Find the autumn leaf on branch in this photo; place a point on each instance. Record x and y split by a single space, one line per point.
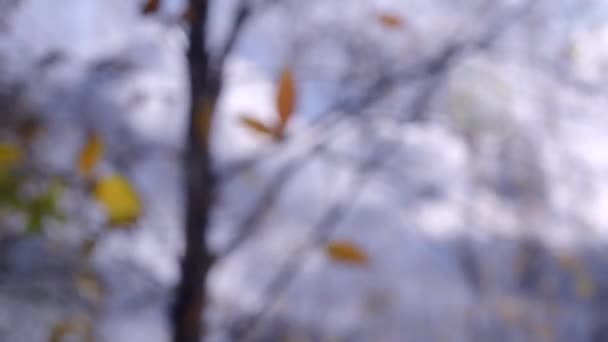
119 198
390 20
150 7
346 252
90 155
286 99
257 126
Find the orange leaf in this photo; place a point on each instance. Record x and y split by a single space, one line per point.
91 154
258 126
346 252
286 98
391 21
151 6
204 112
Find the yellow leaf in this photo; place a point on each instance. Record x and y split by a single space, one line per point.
257 126
10 155
346 252
151 6
390 20
119 199
90 155
78 327
286 99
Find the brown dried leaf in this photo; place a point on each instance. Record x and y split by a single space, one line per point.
346 252
77 326
90 155
150 7
390 21
204 112
286 98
● ● ● ●
▸ What you should do:
What the records say must be written out exactly, with none of their pictures.

▸ Output:
Find the autumn leaf on branch in this photo; place a point on each instance. Record x and y split by a single space, one line per point.
119 198
390 20
150 7
346 252
90 155
286 99
257 126
Find the orange leaf in this photo; place a point on each instance. Record x and y split by a single space, one line per point.
91 154
258 126
346 252
286 98
391 21
151 6
204 112
Find the yellow leaf in this photo; place a point on each instance. Record x and y split by a single space, one line per point.
257 126
10 155
346 252
151 6
390 20
119 199
90 155
78 327
286 99
Find the brown dried leaf in this photo; place a point on each instance. Record x and y split by a single space, one line per point.
346 252
77 326
90 155
150 7
390 21
204 112
286 98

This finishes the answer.